── Udostępniony fragment

O JEDNEJ TRUSKAWCE

Trochę trwało, ale sukces jest! Opróżniłem w końcu nagrodę od Absoluta, więc mam chwilę, by wrzucić posta.

Przez te pogodowe anomalie truskawki na bazarku po 50 zł. Trudno się dziwić cenom, bo aura wyprawia prawdziwe szopki. Kiedy patrzę rano przez okno na garaże, to widzę dachy białe od przymrozku. U mnie na działce truskawki jakoś nie za bardzo się śpieszą z kwitnieniem, więc może być dobrze.

blog_ju_4591971_6895696_tr_truskawka

Jedna pani narobiła wiele huku
podpisując się „truskawka” na Facebooku.
Rzesza panów apetytu już nabrała
pisząc, chętnie bym Cię schrupał moja mała.

────
── Dostarczony materiał

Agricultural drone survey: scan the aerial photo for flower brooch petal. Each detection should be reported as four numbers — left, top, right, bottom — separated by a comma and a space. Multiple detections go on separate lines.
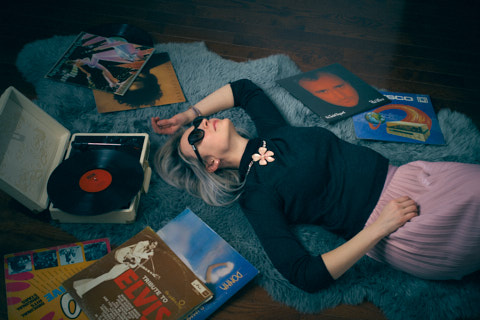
252, 144, 275, 166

────

§ **Zadania pisemne**
1. Jak krócej ująć akapit fragmentu zaczynający się od słów „Przez te pogodowe anomalie”, nie gubiąc jego głównych faktów?
2. Przepisz dosłownie część fragmentu, zaczynając od słów „O JEDNEJ TRUSKAWCE”, a kończąc na słowach „schrupał moja mała.”.

§ **Odpowiedzi do ćwiczenia**
1. Przez anomalie pogodowe truskawki na bazarku kosztują 50 zł, co przy kaprysach aury nie dziwi. Rano dachy garaży są białe od przymrozku. Na działce truskawki nie spieszą się z kwitnieniem, więc może być dobrze.

2.
O JEDNEJ TRUSKAWCE

Trochę trwało, ale sukces jest! Opróżniłem w końcu nagrodę od Absoluta, więc mam chwilę, by wrzucić posta.

Przez te pogodowe anomalie truskawki na bazarku po 50 zł. Trudno się dziwić cenom, bo aura wyprawia prawdziwe szopki. Kiedy patrzę rano przez okno na garaże, to widzę dachy białe od przymrozku. U mnie na działce truskawki jakoś nie za bardzo się śpieszą z kwitnieniem, więc może być dobrze.

blog_ju_4591971_6895696_tr_truskawka

Jedna pani narobiła wiele huku
podpisując się „truskawka” na Facebooku.
Rzesza panów apetytu już nabrała
pisząc, chętnie bym Cię schrupał moja mała.